→ INSTRUCTIONS FOR THE TASK
Print each of the items below verbatim, reproducing every line without alteration.

→ PROVIDED DATA
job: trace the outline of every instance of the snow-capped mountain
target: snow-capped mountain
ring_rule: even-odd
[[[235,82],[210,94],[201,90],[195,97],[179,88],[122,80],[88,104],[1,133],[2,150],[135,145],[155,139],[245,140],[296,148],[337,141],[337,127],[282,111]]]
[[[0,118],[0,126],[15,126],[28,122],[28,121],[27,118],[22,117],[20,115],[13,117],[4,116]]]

→ FINAL RESULT
job: trace the outline of every instance of the snow-capped mountain
target: snow-capped mountain
ring_rule: even-odd
[[[235,82],[210,94],[201,90],[195,97],[179,88],[122,80],[88,104],[1,133],[2,150],[135,145],[155,139],[245,140],[296,148],[337,141],[337,127],[282,111]]]
[[[0,118],[0,126],[15,126],[28,122],[28,121],[27,118],[22,117],[20,115],[13,117],[4,116]]]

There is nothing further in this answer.